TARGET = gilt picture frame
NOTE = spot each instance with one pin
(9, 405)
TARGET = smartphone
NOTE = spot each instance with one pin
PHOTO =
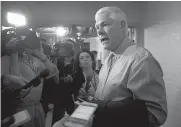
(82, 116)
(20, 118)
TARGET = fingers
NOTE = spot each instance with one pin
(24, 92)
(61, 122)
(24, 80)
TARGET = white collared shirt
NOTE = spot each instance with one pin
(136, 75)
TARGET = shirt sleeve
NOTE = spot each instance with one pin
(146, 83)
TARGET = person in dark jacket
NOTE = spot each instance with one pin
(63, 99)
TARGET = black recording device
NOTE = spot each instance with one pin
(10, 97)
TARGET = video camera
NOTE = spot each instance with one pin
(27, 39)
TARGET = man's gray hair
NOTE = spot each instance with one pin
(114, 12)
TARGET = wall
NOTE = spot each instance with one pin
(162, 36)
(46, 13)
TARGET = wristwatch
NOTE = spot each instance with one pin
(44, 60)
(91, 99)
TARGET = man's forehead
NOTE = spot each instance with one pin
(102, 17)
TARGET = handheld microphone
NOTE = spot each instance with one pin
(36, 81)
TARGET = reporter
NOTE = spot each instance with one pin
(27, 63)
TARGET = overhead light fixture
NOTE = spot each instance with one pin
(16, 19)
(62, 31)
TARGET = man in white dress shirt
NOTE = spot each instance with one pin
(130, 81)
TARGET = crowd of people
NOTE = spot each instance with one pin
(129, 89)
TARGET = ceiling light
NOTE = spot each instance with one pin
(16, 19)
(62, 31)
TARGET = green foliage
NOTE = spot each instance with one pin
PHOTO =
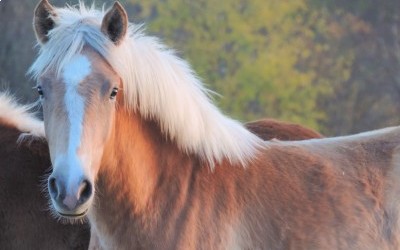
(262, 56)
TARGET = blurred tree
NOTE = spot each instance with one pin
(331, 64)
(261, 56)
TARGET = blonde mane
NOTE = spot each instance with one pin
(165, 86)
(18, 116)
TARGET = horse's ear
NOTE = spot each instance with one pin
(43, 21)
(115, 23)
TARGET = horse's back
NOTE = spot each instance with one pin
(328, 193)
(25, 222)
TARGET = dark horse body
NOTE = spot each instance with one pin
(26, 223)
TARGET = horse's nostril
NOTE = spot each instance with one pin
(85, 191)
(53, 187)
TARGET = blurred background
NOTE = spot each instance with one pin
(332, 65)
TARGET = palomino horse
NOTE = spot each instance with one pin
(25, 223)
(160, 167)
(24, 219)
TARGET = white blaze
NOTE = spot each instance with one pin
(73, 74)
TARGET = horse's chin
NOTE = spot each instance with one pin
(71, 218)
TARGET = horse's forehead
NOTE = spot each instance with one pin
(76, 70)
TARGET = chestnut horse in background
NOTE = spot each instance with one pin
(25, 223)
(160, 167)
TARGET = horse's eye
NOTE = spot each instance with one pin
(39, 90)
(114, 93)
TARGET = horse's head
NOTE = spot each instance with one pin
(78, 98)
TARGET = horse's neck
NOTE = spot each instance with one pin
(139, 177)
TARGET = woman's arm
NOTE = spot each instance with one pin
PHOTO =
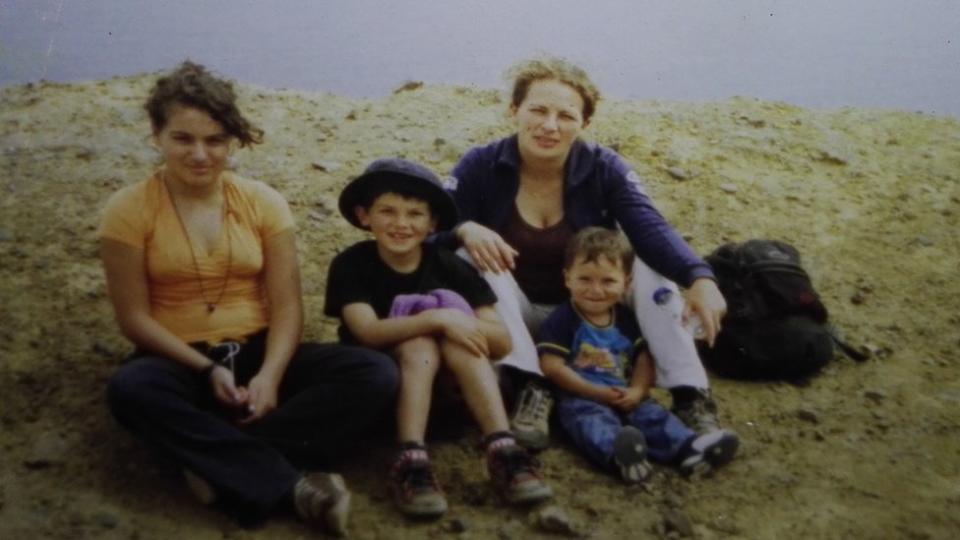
● ● ● ● ● ● ●
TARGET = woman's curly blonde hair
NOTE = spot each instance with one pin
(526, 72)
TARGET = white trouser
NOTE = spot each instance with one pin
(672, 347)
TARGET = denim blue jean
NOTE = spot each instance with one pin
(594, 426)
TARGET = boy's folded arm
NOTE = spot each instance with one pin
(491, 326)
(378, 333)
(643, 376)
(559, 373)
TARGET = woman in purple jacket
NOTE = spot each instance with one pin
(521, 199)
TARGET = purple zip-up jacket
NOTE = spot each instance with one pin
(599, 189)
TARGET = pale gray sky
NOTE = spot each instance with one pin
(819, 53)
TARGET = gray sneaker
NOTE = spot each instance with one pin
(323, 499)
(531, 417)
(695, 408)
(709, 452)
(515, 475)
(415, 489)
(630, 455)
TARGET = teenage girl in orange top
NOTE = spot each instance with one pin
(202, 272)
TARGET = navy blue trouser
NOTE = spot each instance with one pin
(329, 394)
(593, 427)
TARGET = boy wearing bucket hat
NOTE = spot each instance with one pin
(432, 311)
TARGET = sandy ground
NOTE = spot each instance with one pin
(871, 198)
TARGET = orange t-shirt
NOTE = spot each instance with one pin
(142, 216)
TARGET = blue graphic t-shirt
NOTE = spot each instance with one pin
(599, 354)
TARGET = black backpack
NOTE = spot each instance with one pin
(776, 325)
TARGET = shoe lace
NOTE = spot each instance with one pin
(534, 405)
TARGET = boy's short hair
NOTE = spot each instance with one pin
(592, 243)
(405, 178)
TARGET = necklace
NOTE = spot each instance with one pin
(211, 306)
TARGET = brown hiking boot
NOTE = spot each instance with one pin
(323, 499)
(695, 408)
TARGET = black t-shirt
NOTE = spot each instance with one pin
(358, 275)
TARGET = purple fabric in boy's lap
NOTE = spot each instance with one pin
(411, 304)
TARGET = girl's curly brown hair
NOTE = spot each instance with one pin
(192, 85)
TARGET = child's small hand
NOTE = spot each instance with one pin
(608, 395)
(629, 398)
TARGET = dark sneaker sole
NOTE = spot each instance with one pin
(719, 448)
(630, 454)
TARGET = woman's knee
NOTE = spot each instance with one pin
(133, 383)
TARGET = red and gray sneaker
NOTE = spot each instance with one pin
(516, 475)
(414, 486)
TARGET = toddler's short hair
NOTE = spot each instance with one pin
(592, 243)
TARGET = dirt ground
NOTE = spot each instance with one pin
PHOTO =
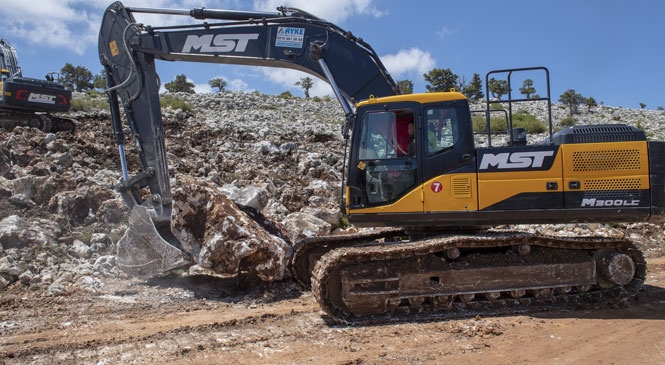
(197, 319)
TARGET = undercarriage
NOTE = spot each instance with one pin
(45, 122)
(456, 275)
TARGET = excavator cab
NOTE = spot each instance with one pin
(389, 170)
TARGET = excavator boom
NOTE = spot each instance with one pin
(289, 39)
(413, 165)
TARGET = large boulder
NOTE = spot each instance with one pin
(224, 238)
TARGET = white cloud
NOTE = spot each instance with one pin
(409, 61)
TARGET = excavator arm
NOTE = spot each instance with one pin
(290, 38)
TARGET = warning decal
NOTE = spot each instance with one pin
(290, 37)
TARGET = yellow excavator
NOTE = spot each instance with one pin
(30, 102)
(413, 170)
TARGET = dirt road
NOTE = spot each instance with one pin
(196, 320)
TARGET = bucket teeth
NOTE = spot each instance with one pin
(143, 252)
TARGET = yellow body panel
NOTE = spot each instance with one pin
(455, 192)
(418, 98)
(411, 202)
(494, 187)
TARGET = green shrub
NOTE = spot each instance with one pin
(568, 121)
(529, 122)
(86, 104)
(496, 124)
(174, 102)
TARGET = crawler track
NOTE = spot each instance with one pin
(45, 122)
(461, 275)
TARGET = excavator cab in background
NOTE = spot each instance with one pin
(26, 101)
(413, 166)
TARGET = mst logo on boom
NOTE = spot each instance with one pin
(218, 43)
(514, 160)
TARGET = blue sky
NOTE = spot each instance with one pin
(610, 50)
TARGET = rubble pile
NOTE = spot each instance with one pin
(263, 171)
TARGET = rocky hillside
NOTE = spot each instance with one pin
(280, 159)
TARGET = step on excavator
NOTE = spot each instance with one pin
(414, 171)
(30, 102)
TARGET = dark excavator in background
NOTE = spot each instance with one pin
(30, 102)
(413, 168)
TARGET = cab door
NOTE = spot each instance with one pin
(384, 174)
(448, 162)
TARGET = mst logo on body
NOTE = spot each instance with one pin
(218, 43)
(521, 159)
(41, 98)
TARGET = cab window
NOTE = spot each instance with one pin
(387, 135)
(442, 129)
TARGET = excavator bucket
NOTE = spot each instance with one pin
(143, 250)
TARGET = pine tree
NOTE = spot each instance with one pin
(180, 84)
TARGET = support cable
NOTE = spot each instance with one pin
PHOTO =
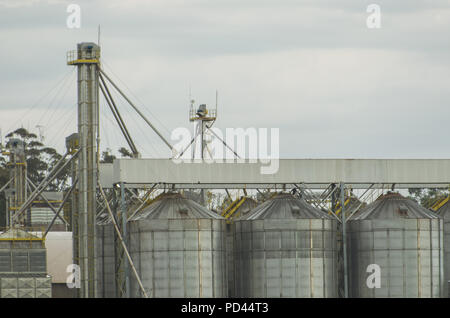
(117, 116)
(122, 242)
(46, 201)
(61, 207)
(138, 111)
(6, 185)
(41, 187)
● ● ● ● ● ● ●
_Your goal:_ Count the lines in the rows above that contain the string "blurred", treating uppercase and lowercase letters as distinct. Reply with the number alone.

_Result of this task:_ 2